- Exercise requirements
Each entry must be reproduced precisely as it stands.

- Dataset excerpts
--------

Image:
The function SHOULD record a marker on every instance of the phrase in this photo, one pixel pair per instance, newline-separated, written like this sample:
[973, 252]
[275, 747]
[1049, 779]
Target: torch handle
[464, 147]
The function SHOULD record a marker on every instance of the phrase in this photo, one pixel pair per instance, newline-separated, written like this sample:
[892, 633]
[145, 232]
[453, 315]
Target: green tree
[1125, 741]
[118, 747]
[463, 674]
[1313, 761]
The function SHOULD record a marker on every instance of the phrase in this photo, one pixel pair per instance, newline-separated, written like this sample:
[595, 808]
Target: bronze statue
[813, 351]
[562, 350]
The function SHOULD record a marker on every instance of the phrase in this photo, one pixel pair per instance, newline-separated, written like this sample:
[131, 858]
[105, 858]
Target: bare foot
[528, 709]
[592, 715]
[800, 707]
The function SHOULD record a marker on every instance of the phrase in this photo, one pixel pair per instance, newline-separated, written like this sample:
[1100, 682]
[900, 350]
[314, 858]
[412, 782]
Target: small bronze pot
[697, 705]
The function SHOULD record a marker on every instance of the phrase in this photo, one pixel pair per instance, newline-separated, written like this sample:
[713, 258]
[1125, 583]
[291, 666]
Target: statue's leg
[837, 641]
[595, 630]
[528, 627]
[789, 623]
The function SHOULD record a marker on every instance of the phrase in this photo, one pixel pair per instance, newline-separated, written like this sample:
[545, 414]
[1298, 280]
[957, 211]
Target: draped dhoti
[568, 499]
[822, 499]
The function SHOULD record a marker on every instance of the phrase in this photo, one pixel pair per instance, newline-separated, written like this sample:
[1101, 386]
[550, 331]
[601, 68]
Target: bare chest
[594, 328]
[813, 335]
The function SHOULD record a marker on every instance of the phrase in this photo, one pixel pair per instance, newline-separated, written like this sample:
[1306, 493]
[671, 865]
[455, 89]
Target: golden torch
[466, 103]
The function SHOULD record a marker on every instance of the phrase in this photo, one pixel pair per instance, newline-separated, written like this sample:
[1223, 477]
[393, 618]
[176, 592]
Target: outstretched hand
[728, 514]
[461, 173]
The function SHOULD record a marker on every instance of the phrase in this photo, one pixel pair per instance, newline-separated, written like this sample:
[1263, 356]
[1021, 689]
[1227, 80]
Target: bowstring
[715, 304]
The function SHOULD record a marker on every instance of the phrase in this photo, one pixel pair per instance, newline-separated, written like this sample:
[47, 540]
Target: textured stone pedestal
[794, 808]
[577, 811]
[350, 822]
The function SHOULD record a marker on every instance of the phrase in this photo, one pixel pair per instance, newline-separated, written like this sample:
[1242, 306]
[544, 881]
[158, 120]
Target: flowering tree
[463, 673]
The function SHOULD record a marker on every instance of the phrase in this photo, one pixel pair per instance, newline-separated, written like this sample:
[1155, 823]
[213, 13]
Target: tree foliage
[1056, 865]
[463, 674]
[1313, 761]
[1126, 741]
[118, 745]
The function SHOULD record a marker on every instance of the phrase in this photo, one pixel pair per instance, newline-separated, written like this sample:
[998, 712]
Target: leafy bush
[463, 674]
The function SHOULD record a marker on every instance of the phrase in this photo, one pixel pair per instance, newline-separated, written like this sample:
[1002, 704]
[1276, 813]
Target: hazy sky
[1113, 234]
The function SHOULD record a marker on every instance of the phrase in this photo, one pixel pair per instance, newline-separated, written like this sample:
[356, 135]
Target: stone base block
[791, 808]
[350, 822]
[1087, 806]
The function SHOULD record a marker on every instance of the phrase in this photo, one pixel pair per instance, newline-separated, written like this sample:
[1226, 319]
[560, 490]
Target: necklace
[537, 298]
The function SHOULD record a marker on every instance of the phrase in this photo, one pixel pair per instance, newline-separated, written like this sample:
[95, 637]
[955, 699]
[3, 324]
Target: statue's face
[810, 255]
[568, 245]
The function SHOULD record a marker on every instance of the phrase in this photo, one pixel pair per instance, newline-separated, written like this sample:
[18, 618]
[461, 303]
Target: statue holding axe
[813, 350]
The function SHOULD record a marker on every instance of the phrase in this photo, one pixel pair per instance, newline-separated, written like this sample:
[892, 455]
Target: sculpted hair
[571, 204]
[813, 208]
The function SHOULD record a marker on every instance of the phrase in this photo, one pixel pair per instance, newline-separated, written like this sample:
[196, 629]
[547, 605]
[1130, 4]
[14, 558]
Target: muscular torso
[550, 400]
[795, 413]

--------

- Task solution
Image:
The function SHOULD record a marker on every instance of the phrase in this photo, one pixel pair per instance, newline-separated, written like this sample:
[973, 252]
[275, 747]
[1049, 779]
Target: torch handle
[464, 147]
The function SHOULD record a marker on every instance of the phrase in this photo, one pixel pair per instance, newline-separated, written like this sample:
[892, 633]
[145, 232]
[453, 315]
Target: green tree
[1125, 741]
[118, 747]
[463, 674]
[1313, 761]
The function SHOULD record a marker on every instance of the phrase in this photo, one pixel pair per instance, newline-separated, written like this sample:
[595, 808]
Target: bronze statue
[813, 351]
[562, 350]
The function SHOULD record a marker on every instance of the phrase in this photo, one pixel pair per instance, newline-separated, written like this sample:
[131, 858]
[105, 858]
Target: bare foot
[528, 709]
[592, 715]
[800, 707]
The function SHOULD record a marker on every instance of the phrase in this photo, one pixel pair per instance, newline-separated, written like this sample:
[1100, 682]
[900, 350]
[314, 858]
[412, 782]
Target: small bronze pot
[697, 705]
The function SHOULD record a marker on every instance of the phrase in this photo, one pixel pair per instance, newline-separated, written like this sample:
[713, 258]
[1125, 583]
[291, 666]
Target: statue's leg
[837, 641]
[595, 630]
[528, 627]
[789, 623]
The function SHOULD record a marker on every instance of the phrase in this photo, one pixel pair per instance, newline-separated, written like this sample:
[545, 414]
[1298, 280]
[957, 211]
Target: draped dhoti
[568, 499]
[822, 499]
The function SHOULD record a marker on every instance of the phrase in this photo, one pixel pair per instance, newline-separated, written like this sample:
[1101, 386]
[550, 331]
[601, 68]
Target: bare chest
[594, 328]
[813, 335]
The function SHOULD record a marker on every instance of the phrase in this photo, one pixel pair per instance, newline-separated, written like this sample:
[1306, 493]
[671, 865]
[455, 89]
Target: golden torch
[466, 103]
The function SHOULD record a marker on every instance of the phrase in this photo, one pixel pair per instance, newline-separated, written like this sample:
[1223, 477]
[393, 618]
[176, 592]
Target: outstretched hand
[728, 514]
[461, 173]
The function SHOULD record a marker on every instance of the phrase in this photo, one pixel pair per instance, newline-separated, written like this sample:
[1263, 356]
[1021, 689]
[1227, 80]
Target: bowstring
[715, 304]
The function SHOULD record a marker on every instance of the phrase in this photo, one pixel pair per instance, newline-separated, written like this sample:
[47, 540]
Target: textured stone pedestal
[794, 808]
[577, 811]
[350, 822]
The function SHOULD record a marker on every instance of the phrase in this photo, one pixel pair per instance, newline-separated, written like this sample:
[1242, 306]
[544, 881]
[158, 120]
Target: flowering tree
[463, 673]
The function SHOULD record a marker on every instance of the phrase in this photo, one pixel pair per instance, newline-separated, written like this sample:
[1155, 823]
[213, 13]
Target: tree foliage
[1056, 865]
[463, 674]
[1313, 761]
[1126, 741]
[118, 745]
The function SHOULD record a marker on every instance of the phrase in this photo, one pixel pair per instance, newline-separated, written like this sample:
[998, 712]
Target: leafy bush
[463, 674]
The function SHOULD record a marker on every instance of the phrase in this photo, one pixel pair per instance, newline-separated, written like this sample:
[1002, 704]
[1276, 813]
Target: hazy sky
[1113, 234]
The function SHOULD record a marker on every instance of the phrase in this photo, one pixel pair per instance, newline-separated, written like this sample:
[356, 135]
Target: stone base block
[791, 808]
[350, 822]
[1087, 806]
The function SHOULD record a marker on every instance of the phrase in this photo, one pixel pair per instance, newline-separated, written like this sample:
[1226, 319]
[560, 490]
Target: necklace
[537, 298]
The function SHOULD record a marker on every instance of the phrase in this photo, one pixel pair per instance, newline-separated, written like this sample:
[95, 637]
[955, 699]
[3, 324]
Target: statue's face
[810, 255]
[568, 245]
The function SHOULD record a marker on every instance of the phrase in this photo, one pixel pair per instance, newline-separated, written like this sample:
[18, 618]
[461, 303]
Target: statue holding axe
[813, 350]
The function SHOULD record a marker on every instance of the phrase in this photo, one pixel pair per instance, newline-separated, written like this sample:
[892, 455]
Target: sculpted hair
[571, 204]
[813, 208]
The function SHOULD record a marker on every instance of the phrase in this photo, one pixel pair per instance, newline-separated, written like this sample:
[196, 629]
[547, 605]
[1130, 4]
[14, 558]
Target: muscular torso
[550, 400]
[795, 413]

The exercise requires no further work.